• _What you will do_: Can you continue this news article about NIH licensing out five new technologies from where it stops?

• _Text excerpt_:
Regulatory Focus™ > News Articles > NIH Looks to License out Technologies for Potential HIV Vaccine, Autism Screening Technology

NIH Looks to License out Technologies for Potential HIV Vaccine, Autism Screening Technology

Posted 28 May 2013 | By Alexander Gaffney, RAC

The National Institutes of Health (NIH) and the National Center for Advancing Translational Sciences (NCATS), a recently formed center within the National Institutes of Health (NIH) focused on bringing new products to market and solving regulatory challenges, have announced an opportunity for industry to license five new products, including an assay for a common cause of autism, an inhibitor of potential use for a HIV vaccine, a fusion protein of potential use for an HIV vaccine, a research reagent to develop CH2-based therapeutics, and a method of producing stem cell-like memory T-cells for use in immunotherapy.


The publication of the five technologies is meant to spur private partners to come in and license the technologies from NIH and NCATS. A similar notice published in February 2013 identified two potential therapies, one for Gaucher's disease and another for heart failure and fibrosis, with the stipulation that any partner looking to license the experimental products would need to be able to show it could bring the products to market. In other words, the partners will need to have the regulatory affairs know-how to get a product through FDA.

"Collaborators should have experience in the pre-clinical development of small molecules and a track record of successful submission of IND applications to the FDA for rare and neglected diseases," NCATS explained in its notice.

New Developments

No such stipulations are present in NIH's 28 May 2013 announcement regarding five novel technologies, though the intent is similar: find interested private-sector entities that are interested in researching, evaluating, and commercializing technologies now under development by NCATS and other NIH agencies. The commercialization aspect might, in theory, involve similar regulatory considerations.

• _Stored data_:
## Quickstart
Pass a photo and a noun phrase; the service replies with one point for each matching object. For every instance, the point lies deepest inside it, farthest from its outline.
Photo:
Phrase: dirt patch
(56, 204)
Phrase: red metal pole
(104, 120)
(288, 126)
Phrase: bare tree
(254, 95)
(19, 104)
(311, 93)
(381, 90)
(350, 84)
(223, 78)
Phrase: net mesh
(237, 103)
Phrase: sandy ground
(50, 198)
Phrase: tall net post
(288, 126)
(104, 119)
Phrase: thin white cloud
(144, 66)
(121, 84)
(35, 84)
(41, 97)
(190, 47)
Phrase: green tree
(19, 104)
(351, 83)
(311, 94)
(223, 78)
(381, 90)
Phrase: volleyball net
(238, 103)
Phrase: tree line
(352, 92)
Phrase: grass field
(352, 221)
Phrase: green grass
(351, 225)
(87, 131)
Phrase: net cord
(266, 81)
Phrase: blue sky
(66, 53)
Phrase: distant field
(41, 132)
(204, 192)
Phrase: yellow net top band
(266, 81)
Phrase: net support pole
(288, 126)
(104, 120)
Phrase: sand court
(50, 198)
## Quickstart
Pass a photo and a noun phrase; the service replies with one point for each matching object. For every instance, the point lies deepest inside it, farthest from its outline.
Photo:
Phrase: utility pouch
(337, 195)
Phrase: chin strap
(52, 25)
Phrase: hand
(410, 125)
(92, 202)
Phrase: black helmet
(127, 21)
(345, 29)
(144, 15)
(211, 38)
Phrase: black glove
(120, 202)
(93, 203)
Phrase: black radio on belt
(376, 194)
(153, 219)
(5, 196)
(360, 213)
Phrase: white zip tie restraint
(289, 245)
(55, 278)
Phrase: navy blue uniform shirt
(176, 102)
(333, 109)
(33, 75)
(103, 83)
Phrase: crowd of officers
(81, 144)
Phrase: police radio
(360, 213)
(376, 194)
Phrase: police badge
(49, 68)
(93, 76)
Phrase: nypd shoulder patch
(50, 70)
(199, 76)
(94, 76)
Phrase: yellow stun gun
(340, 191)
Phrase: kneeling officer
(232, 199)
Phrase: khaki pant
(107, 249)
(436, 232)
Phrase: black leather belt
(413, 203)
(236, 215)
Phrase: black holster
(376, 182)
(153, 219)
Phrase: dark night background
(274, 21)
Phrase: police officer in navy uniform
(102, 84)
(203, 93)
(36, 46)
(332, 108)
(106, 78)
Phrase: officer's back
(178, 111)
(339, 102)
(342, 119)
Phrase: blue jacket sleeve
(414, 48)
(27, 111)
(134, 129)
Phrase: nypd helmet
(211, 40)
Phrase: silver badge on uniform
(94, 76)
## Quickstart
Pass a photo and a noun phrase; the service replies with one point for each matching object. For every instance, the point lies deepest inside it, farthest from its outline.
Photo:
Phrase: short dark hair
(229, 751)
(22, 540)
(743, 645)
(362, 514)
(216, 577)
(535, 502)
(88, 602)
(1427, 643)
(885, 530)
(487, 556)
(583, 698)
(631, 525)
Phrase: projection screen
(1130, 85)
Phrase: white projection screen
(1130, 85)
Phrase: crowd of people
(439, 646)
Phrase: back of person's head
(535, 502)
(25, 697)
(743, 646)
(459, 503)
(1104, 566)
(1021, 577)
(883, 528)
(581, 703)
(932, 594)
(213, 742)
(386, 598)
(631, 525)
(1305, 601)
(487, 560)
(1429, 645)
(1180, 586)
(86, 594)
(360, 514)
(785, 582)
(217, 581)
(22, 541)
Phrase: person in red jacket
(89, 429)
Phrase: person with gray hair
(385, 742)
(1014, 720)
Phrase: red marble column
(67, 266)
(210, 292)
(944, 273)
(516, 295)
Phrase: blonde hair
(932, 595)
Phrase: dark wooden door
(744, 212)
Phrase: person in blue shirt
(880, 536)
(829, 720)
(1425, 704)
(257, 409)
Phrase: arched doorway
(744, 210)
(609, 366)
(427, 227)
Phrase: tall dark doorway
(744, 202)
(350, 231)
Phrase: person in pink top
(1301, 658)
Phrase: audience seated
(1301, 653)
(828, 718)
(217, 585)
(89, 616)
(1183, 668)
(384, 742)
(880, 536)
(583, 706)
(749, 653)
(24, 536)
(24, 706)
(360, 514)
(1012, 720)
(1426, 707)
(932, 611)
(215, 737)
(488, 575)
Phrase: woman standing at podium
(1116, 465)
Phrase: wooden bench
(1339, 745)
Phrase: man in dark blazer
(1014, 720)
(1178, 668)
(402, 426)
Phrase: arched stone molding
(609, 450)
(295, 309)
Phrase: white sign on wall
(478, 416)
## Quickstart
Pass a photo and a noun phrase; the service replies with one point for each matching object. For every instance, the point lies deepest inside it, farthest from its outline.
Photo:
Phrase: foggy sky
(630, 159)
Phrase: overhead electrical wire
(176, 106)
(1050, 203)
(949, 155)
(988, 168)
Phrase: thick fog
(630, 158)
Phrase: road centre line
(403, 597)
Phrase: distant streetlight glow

• _Task answer_:
Those technologies are as follows:

  • A fluorescence-based assay meant to quantify the protein product indicative of the presence of the Fragile X Mental Retardation-I (FMRI) gene defect in a biological sample. Fragile X Syndrome-the most common genetic cause of autism-currently has no approved treatments, and NCATS explained that its assay "can be used as a high throughput screen to identify and evaluate candidate drugs." The product is still in a prototype stage of development. (NCATS)
  • A novel HIV-1 entry inhibitor that is "highly soluble and stable with significantly higher neutralizing activity and lower non-specific binding to human blood cell lines." NCATS said the inhibitor is "highly promising," and could be used as an HIV therapeutic, prophylactic, as a means of detecting HIV, and as a research reagent. The product remains in the early stages of development. (NIH)
  • A novel protein product that could potentially be used as a vaccine for HIV or as a research reagent. (NIH)
  • A novel human antibody that could be used to develop CH2-based novel therapeutics such as nanoantibodies. (NIH)
  • A method for producing stem cell-like memory T-cells for use in T Cell-based immunotherapies. NCATS says it has developed methods to develop "high numbers of these cells" for use in immunotherapies, potentially generating further cell subsets. NIH said this could be used to treat patients with cancer or other chronic infectious diseases. (NIH)

Companies that wish to work with NIH on these technologies can contact it here.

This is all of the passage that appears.